- Exercise requirements
Reproduce the data exactly as it stands.

== Given records ==

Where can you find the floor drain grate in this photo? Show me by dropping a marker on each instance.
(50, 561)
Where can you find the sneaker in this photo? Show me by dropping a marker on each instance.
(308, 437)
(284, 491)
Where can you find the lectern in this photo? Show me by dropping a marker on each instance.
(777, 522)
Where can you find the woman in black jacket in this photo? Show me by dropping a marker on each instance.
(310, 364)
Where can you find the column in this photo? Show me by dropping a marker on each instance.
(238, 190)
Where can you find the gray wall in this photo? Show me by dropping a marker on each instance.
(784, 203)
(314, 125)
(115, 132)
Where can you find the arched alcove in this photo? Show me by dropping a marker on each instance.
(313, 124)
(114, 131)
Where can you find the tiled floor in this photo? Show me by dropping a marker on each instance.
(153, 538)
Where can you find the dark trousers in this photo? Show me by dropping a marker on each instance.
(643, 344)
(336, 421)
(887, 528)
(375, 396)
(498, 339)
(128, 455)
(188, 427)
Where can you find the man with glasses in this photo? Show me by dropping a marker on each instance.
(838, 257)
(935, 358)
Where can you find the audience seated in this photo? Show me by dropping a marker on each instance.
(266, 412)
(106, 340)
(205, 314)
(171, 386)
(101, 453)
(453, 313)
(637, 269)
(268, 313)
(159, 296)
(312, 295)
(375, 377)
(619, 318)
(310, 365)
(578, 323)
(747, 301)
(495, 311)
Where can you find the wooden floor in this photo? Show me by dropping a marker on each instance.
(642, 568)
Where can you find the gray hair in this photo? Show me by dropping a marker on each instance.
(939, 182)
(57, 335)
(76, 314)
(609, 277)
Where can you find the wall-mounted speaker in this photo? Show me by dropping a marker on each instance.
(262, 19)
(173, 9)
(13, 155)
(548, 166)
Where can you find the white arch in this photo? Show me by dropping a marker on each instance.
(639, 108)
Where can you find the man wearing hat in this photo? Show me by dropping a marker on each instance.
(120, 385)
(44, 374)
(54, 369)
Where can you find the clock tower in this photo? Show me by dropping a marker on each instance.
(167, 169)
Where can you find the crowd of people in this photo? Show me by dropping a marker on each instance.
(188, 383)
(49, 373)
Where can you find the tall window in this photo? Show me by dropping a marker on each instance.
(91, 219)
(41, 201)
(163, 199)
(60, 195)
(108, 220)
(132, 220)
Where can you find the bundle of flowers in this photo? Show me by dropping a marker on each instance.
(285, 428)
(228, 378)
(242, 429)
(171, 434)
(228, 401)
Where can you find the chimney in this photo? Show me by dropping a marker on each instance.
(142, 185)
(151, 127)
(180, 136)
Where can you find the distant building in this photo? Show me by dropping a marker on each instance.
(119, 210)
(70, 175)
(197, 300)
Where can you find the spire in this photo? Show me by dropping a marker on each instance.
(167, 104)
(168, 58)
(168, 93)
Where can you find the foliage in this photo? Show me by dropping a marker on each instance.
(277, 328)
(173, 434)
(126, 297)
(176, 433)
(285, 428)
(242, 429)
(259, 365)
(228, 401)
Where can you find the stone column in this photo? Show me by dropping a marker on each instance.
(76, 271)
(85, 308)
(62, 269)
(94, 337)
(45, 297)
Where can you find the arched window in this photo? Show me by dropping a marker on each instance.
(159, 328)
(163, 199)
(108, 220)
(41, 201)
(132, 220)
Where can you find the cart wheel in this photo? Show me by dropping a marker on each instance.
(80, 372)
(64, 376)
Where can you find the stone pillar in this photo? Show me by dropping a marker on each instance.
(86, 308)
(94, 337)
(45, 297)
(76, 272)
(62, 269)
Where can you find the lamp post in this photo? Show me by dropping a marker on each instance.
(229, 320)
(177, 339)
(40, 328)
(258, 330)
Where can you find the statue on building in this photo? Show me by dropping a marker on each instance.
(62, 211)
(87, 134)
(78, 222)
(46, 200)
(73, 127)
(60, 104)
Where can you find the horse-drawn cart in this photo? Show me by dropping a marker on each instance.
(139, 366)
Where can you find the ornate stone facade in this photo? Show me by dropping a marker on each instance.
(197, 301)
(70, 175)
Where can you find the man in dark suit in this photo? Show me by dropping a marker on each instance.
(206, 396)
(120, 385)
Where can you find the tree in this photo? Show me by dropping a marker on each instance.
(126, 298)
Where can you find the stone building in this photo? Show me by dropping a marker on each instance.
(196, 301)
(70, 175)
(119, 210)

===

- Answer below
Where can you find the floor drain grate in this photo? Show me by dropping a marker on each instance.
(50, 561)
Where can you find the sneaker in this photo? Show me by dropping a marker on each instance.
(308, 437)
(284, 491)
Where can you find the lectern in this photo? Show me by dropping a marker on each instance.
(777, 522)
Where can you find the woman in black jacket in this photo? Show me by dropping a marker on each instance.
(310, 364)
Where can you find the column in this photo? Show me by dropping a marker on each instance.
(238, 190)
Where can you find the gray wall in this photo? Show me by dropping a marker on each instance.
(784, 203)
(314, 125)
(115, 132)
Where can you find the arched alcove in this photo? Show me by dropping a marker on each instance.
(313, 124)
(114, 131)
Where can you find the tiled floor in this photo? Show me by dropping a marker on each instance.
(153, 538)
Where can you find the dark trousers in this photo? Show me by dropping a marker on each instance.
(643, 344)
(336, 421)
(887, 528)
(375, 396)
(498, 339)
(128, 455)
(188, 427)
Where can you find the man with glasses in this photo? Show me by dropping a marker on each instance.
(838, 257)
(935, 358)
Where can you find the audience seated in this photo? Show me by dropping a marker on each instance.
(266, 412)
(106, 340)
(205, 314)
(171, 386)
(101, 453)
(453, 313)
(637, 269)
(268, 313)
(159, 296)
(312, 295)
(375, 377)
(619, 318)
(310, 365)
(578, 323)
(747, 301)
(495, 311)
Where can you find the wooden floor in this photo? Show me by dropping a marker on each instance.
(642, 568)
Where can you find the gray hair in this photo? Show me by dropping a marker on each instance.
(939, 182)
(57, 335)
(76, 314)
(609, 277)
Where can you find the wall-mounted speaker in this photo? Show me by dropping a marker on each instance.
(262, 19)
(173, 9)
(13, 155)
(548, 166)
Where can you find the white arch in this photo? Show me by dropping a marker on each instance.
(639, 108)
Where can you find the man wearing hat in this photo? Show me by dropping a marker on each instance.
(120, 385)
(44, 374)
(54, 369)
Where can you find the clock tower in this photo? Show me by dropping a marker on each instance.
(167, 169)
Where can you find the crowd of people in this photo? Show me by dropping a marker on each instance.
(188, 383)
(49, 373)
Where can you find the tall window in this photo? Show me by dropping a marker on each instance.
(91, 219)
(41, 201)
(163, 199)
(60, 195)
(108, 220)
(132, 220)
Where can you find the bundle of flowers in this photo? Show me by dropping a marker on each instance.
(285, 428)
(228, 378)
(242, 429)
(171, 434)
(228, 401)
Where can you find the chimney in this photo? Show me by dropping a marker on each instance.
(142, 185)
(151, 127)
(180, 136)
Where can you find the distant building in this photo? Show me by dropping a marker on each instance.
(119, 210)
(70, 175)
(197, 300)
Where can you find the spire in this photo? Show me by dropping a marker on each instance.
(167, 104)
(168, 58)
(168, 93)
Where can you find the foliage in this photo? Show me by dropping a marker on each instance.
(277, 328)
(173, 434)
(126, 297)
(176, 433)
(285, 428)
(242, 429)
(259, 365)
(228, 401)
Where can you find the stone column in this photo? Show me by dropping a marker on each instance.
(76, 271)
(85, 308)
(62, 269)
(94, 337)
(45, 297)
Where can you find the arched window in this photo? Show me by dropping a marker on each instance.
(159, 328)
(163, 199)
(108, 220)
(41, 201)
(132, 220)
Where can you find the cart wheel in this photo? Show me by dropping a marker on each instance.
(80, 372)
(64, 376)
Where can you find the stone pillar in this photo? Show me by dropping a marker on each instance.
(86, 308)
(94, 337)
(45, 297)
(76, 272)
(62, 269)
Where can you find the lamp post in this photo? Show me by dropping a marker on each instance.
(229, 320)
(177, 339)
(40, 328)
(258, 330)
Where can you find the statue on building in this photo? Show me by dropping a marker on each instance.
(62, 211)
(87, 134)
(78, 222)
(46, 200)
(73, 127)
(60, 104)
Where can you find the horse-drawn cart in this photo? Show me by dropping a marker on each instance.
(139, 366)
Where can you find the ornate stone facade in this photo? Show me by dropping a marker on each instance.
(197, 301)
(70, 175)
Where can you find the man in dark suit in this photo? Show me by dropping a marker on each instance.
(206, 396)
(120, 385)
Where can you find the tree in this photo? Show me by dropping a marker on each instance.
(126, 298)
Where can you find the stone building in this photo? Show me by dropping a marker on each instance.
(196, 301)
(70, 175)
(119, 210)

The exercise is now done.